**Point-per-instance localization data**:
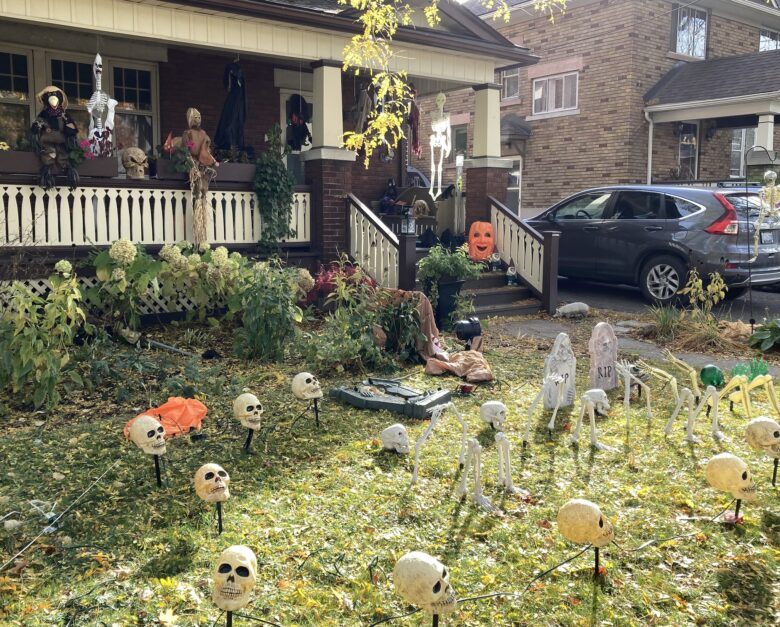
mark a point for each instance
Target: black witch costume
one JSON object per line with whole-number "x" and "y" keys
{"x": 230, "y": 129}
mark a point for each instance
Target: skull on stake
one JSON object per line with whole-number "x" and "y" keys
{"x": 729, "y": 473}
{"x": 306, "y": 387}
{"x": 395, "y": 438}
{"x": 148, "y": 434}
{"x": 248, "y": 410}
{"x": 424, "y": 582}
{"x": 493, "y": 413}
{"x": 582, "y": 522}
{"x": 234, "y": 578}
{"x": 212, "y": 483}
{"x": 763, "y": 434}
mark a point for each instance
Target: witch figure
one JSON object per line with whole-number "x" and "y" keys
{"x": 230, "y": 130}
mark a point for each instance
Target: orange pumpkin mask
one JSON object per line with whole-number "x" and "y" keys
{"x": 481, "y": 244}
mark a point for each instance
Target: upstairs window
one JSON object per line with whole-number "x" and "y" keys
{"x": 689, "y": 29}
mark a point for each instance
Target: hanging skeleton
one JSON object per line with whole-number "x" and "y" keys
{"x": 101, "y": 115}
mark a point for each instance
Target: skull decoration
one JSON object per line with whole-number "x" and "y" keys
{"x": 212, "y": 483}
{"x": 395, "y": 438}
{"x": 582, "y": 522}
{"x": 729, "y": 473}
{"x": 493, "y": 413}
{"x": 234, "y": 578}
{"x": 763, "y": 434}
{"x": 248, "y": 410}
{"x": 306, "y": 386}
{"x": 424, "y": 582}
{"x": 135, "y": 162}
{"x": 148, "y": 434}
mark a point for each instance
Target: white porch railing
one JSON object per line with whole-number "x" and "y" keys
{"x": 372, "y": 244}
{"x": 93, "y": 215}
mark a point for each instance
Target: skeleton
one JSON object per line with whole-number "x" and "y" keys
{"x": 424, "y": 582}
{"x": 135, "y": 162}
{"x": 212, "y": 483}
{"x": 148, "y": 434}
{"x": 494, "y": 414}
{"x": 436, "y": 413}
{"x": 440, "y": 141}
{"x": 592, "y": 401}
{"x": 234, "y": 578}
{"x": 395, "y": 438}
{"x": 101, "y": 111}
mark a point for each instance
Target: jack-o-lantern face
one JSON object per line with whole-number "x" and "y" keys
{"x": 481, "y": 244}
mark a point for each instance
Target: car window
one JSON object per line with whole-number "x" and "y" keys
{"x": 638, "y": 206}
{"x": 588, "y": 206}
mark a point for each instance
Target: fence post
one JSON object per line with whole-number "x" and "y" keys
{"x": 550, "y": 271}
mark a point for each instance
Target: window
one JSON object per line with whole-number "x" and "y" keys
{"x": 690, "y": 32}
{"x": 510, "y": 84}
{"x": 589, "y": 206}
{"x": 741, "y": 140}
{"x": 768, "y": 40}
{"x": 555, "y": 93}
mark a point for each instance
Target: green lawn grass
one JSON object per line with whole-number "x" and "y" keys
{"x": 328, "y": 513}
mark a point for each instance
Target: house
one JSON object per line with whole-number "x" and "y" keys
{"x": 161, "y": 57}
{"x": 630, "y": 91}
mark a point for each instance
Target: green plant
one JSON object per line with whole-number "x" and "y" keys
{"x": 274, "y": 186}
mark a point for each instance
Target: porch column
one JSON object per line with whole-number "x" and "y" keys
{"x": 487, "y": 173}
{"x": 328, "y": 167}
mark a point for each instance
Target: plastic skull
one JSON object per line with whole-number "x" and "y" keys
{"x": 135, "y": 162}
{"x": 763, "y": 434}
{"x": 234, "y": 578}
{"x": 395, "y": 438}
{"x": 212, "y": 483}
{"x": 306, "y": 386}
{"x": 148, "y": 434}
{"x": 424, "y": 582}
{"x": 248, "y": 410}
{"x": 582, "y": 522}
{"x": 493, "y": 413}
{"x": 729, "y": 473}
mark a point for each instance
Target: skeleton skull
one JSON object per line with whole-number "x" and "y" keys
{"x": 306, "y": 386}
{"x": 763, "y": 434}
{"x": 135, "y": 162}
{"x": 582, "y": 522}
{"x": 729, "y": 473}
{"x": 234, "y": 578}
{"x": 212, "y": 483}
{"x": 248, "y": 410}
{"x": 423, "y": 581}
{"x": 395, "y": 438}
{"x": 148, "y": 434}
{"x": 493, "y": 413}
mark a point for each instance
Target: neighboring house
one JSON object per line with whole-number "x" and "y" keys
{"x": 698, "y": 79}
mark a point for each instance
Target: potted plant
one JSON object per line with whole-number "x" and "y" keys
{"x": 442, "y": 274}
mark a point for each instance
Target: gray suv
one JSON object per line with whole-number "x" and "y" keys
{"x": 651, "y": 235}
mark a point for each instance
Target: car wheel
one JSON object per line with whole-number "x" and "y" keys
{"x": 661, "y": 278}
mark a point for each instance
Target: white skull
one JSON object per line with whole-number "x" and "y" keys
{"x": 582, "y": 522}
{"x": 729, "y": 473}
{"x": 135, "y": 162}
{"x": 234, "y": 578}
{"x": 763, "y": 434}
{"x": 148, "y": 434}
{"x": 395, "y": 438}
{"x": 493, "y": 413}
{"x": 424, "y": 582}
{"x": 212, "y": 483}
{"x": 306, "y": 386}
{"x": 248, "y": 410}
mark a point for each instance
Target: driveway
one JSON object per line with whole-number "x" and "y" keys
{"x": 765, "y": 303}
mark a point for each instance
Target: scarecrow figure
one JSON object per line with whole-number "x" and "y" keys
{"x": 54, "y": 136}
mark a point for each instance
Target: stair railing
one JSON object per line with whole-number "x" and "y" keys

**EXERCISE AIM**: Output every record exactly, minus the pictures.

**ANSWER SECTION**:
mark a point for each instance
Target: black witch costume
one JSON object per line with whole-number "x" and "y" keys
{"x": 230, "y": 129}
mark a point for each instance
Target: skull on stake
one JSON object per line with whole-number "x" and "y" keys
{"x": 729, "y": 473}
{"x": 306, "y": 387}
{"x": 395, "y": 438}
{"x": 148, "y": 434}
{"x": 248, "y": 410}
{"x": 424, "y": 582}
{"x": 493, "y": 413}
{"x": 582, "y": 522}
{"x": 234, "y": 578}
{"x": 212, "y": 483}
{"x": 763, "y": 434}
mark a point for each instance
Target: witch figure
one JSON object per line with whole-number "x" and "y" keys
{"x": 230, "y": 130}
mark a point for each instance
Target: orange pumpkin mask
one JSON object per line with whole-number "x" and "y" keys
{"x": 481, "y": 244}
mark a point for each instance
Target: upstairs window
one JSON object per line with whole-number "x" and "y" keys
{"x": 689, "y": 29}
mark a point for each instance
Target: hanging skeleton
one JSON object per line with whole-number "x" and "y" keys
{"x": 101, "y": 115}
mark a point for each instance
Target: skull decoration
one JSON object per line with whole-number "x" and "y" keys
{"x": 212, "y": 483}
{"x": 395, "y": 438}
{"x": 582, "y": 522}
{"x": 729, "y": 473}
{"x": 493, "y": 413}
{"x": 234, "y": 578}
{"x": 763, "y": 434}
{"x": 248, "y": 410}
{"x": 306, "y": 386}
{"x": 424, "y": 582}
{"x": 135, "y": 162}
{"x": 148, "y": 434}
mark a point for each instance
Target: white porch railing
one JSON object per line with whole-number "x" and "y" keys
{"x": 372, "y": 244}
{"x": 93, "y": 215}
mark a point for each instance
Target: skeleton
one JSON object per line with whole-number "x" and "y" keys
{"x": 424, "y": 582}
{"x": 135, "y": 162}
{"x": 212, "y": 483}
{"x": 148, "y": 434}
{"x": 494, "y": 414}
{"x": 436, "y": 413}
{"x": 440, "y": 141}
{"x": 592, "y": 401}
{"x": 234, "y": 578}
{"x": 395, "y": 438}
{"x": 101, "y": 111}
mark a point for each instance
Target: jack-o-lantern face
one JSON object per line with whole-number "x" and "y" keys
{"x": 481, "y": 244}
mark a point for each instance
Target: car window
one JSON object per line with whole-number "x" and "y" keys
{"x": 638, "y": 206}
{"x": 588, "y": 206}
mark a point for each instance
Target: fence post
one JSON object per line with whole-number "x" and "y" keys
{"x": 550, "y": 271}
mark a point for each instance
Target: window
one JSON object per line with whole-number "x" and "y" keys
{"x": 690, "y": 32}
{"x": 510, "y": 84}
{"x": 589, "y": 206}
{"x": 741, "y": 140}
{"x": 768, "y": 40}
{"x": 555, "y": 93}
mark a point for each instance
Target: green lawn grass
one JSON object per line with whole-number "x" and "y" keys
{"x": 328, "y": 513}
mark a point for each instance
Target: house
one JSON object per line with whole-number "x" and "y" keys
{"x": 161, "y": 57}
{"x": 630, "y": 91}
mark a point for each instance
Target: green plant
one JSON object per line with whole-number "x" and "y" keys
{"x": 274, "y": 186}
mark a point for each instance
Target: porch column
one JSON object per line with whole-number "x" and "y" keys
{"x": 487, "y": 173}
{"x": 328, "y": 167}
mark a point for each instance
Target: plastic skull
one JSON object per line with whole-number "x" and "y" keys
{"x": 135, "y": 162}
{"x": 763, "y": 434}
{"x": 234, "y": 578}
{"x": 395, "y": 438}
{"x": 212, "y": 483}
{"x": 306, "y": 386}
{"x": 148, "y": 434}
{"x": 424, "y": 582}
{"x": 248, "y": 410}
{"x": 582, "y": 522}
{"x": 493, "y": 413}
{"x": 729, "y": 473}
mark a point for each instance
Target: skeleton skull
one JSON object per line with whole-number "x" and "y" keys
{"x": 306, "y": 386}
{"x": 763, "y": 434}
{"x": 135, "y": 162}
{"x": 582, "y": 522}
{"x": 729, "y": 473}
{"x": 234, "y": 578}
{"x": 212, "y": 483}
{"x": 248, "y": 410}
{"x": 423, "y": 581}
{"x": 395, "y": 438}
{"x": 148, "y": 434}
{"x": 493, "y": 413}
mark a point for each instance
Target: neighboring house
one JSON object per line with whole-number "x" and "y" keys
{"x": 698, "y": 79}
mark a point for each instance
Target: potted plant
one JSON object per line with whole-number "x" and "y" keys
{"x": 442, "y": 274}
mark a point for each instance
Target: gray suv
one JSON object per line with whole-number "x" and "y" keys
{"x": 651, "y": 235}
mark a point for each instance
Target: car wheel
one JSON object per line with whole-number "x" and "y" keys
{"x": 661, "y": 278}
mark a point for each instance
Target: white skull
one JSON object per line with whole-number "x" and "y" keys
{"x": 582, "y": 522}
{"x": 729, "y": 473}
{"x": 135, "y": 162}
{"x": 234, "y": 578}
{"x": 763, "y": 434}
{"x": 148, "y": 434}
{"x": 395, "y": 438}
{"x": 493, "y": 413}
{"x": 424, "y": 582}
{"x": 212, "y": 483}
{"x": 306, "y": 386}
{"x": 248, "y": 410}
mark a point for each instance
Target: driveway
one JSON object per line with whole-number "x" and "y" keys
{"x": 765, "y": 303}
mark a point for each instance
Target: scarecrow figure
one JSON object per line with whole-number "x" and "y" keys
{"x": 54, "y": 136}
mark a point for each instance
Target: stair railing
one JSON object per line with whole-number "x" and "y" keys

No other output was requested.